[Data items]
====================

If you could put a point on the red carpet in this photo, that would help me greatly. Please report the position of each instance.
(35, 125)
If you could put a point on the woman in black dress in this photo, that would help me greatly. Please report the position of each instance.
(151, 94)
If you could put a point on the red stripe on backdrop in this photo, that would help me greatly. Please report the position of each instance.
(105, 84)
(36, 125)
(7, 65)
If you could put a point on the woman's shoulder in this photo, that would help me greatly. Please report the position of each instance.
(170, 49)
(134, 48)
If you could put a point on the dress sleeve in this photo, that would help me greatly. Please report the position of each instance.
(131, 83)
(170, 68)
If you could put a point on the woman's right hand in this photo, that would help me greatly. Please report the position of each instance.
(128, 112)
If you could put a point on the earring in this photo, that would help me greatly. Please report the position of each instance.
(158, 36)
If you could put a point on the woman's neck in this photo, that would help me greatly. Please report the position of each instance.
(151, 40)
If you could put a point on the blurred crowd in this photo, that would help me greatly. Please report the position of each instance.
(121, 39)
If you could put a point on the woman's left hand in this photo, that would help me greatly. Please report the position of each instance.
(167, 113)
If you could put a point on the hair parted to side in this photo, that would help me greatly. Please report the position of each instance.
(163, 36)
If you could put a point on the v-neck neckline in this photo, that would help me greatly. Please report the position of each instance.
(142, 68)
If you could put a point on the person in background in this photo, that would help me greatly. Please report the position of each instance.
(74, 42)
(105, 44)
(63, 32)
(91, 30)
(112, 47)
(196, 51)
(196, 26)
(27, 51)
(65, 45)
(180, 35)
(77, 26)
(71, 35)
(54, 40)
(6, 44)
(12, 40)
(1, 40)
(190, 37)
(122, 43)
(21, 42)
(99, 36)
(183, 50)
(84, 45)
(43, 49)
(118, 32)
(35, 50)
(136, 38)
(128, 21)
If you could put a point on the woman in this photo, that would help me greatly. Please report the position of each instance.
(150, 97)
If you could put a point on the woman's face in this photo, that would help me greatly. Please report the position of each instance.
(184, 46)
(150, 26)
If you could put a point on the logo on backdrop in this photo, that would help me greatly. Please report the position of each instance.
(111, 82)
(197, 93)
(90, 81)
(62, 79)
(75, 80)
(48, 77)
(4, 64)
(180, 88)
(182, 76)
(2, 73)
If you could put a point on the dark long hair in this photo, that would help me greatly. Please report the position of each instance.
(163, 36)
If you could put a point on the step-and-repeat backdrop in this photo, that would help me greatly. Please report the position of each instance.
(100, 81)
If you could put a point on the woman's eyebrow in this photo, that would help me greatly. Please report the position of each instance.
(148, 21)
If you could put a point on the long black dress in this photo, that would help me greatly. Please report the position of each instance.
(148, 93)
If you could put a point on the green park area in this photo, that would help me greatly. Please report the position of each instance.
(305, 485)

====================

Each record above is to be returned verbatim.

If you could put a point on the red carpet in this photo, that would help me greatly. Please report the position of each instance.
(35, 125)
If you could put a point on the woman in black dress in this photo, that would help me greatly. Please report the position of each instance.
(151, 94)
If you could put a point on the red stripe on backdrop in this photo, that would help me greatly. Please report the position of each instance.
(105, 84)
(36, 125)
(7, 65)
If you could put a point on the woman's shoulder in this photo, that would help me greatly. Please report the position of each instance.
(170, 49)
(134, 48)
If you could put a point on the dress sleeve in this photo, that would help me greatly. Please report the position of each instance.
(131, 83)
(170, 68)
If you could put a point on the woman's right hand in this photo, that would help me greatly. Please report the position of each instance.
(128, 112)
If you could put a point on the earring in this photo, that would help me greatly. Please report the position of each instance.
(158, 36)
If you could put a point on the woman's neck in this photo, that would help me greatly. Please report the position of each instance.
(151, 40)
If you could put a point on the blurred crowd in this photo, that would help me greatly. Please report the position of each instance.
(121, 39)
If you could put a point on the woman's left hand in this photo, that would help me greatly. Please report the position of each instance.
(167, 113)
If you could put a point on the hair parted to side in this photo, that would help me greatly. Please report the position of each instance.
(163, 36)
If you could put a point on the v-neck neckline in this photo, that would help me greatly. Please report the position of each instance.
(142, 68)
If you could put a point on the person in background in this photo, that would help me greatly. Please report the position of each instance.
(74, 42)
(105, 44)
(63, 32)
(91, 30)
(112, 47)
(196, 51)
(196, 26)
(27, 51)
(65, 45)
(180, 35)
(77, 26)
(71, 35)
(54, 40)
(6, 44)
(12, 40)
(1, 40)
(190, 37)
(122, 43)
(21, 42)
(99, 36)
(183, 50)
(84, 45)
(43, 49)
(118, 32)
(35, 50)
(136, 38)
(128, 21)
If you could put a point on the woman in this photo, that would help me greatly. Please report the position of each instance.
(150, 97)
If you could put a point on the woman's face in this photo, that would help me greatly. Please report the position of each instance.
(184, 46)
(150, 26)
If you could put a point on the logo on backdrop in this photo, that would help me greatly. Please report the position of each instance.
(111, 82)
(197, 93)
(90, 81)
(62, 79)
(75, 80)
(48, 77)
(4, 64)
(180, 88)
(182, 76)
(2, 73)
If you could put a point on the dark long hair in this photo, that would help me greatly. Please report the position of each instance.
(163, 36)
If you could put a point on the step-and-repeat backdrop in this photo, that would help me greatly. Please report the position of each instance.
(100, 81)
If you could put a point on the woman's eyebrow in this photo, that would help me greatly. Please report the position of each instance.
(148, 21)
If you could put a point on the long black dress in this photo, that would help me greatly. Please report the position of each instance.
(148, 93)
If you could put a point on the green park area in this photo, that would help me greatly. Please report the position of each instance.
(305, 485)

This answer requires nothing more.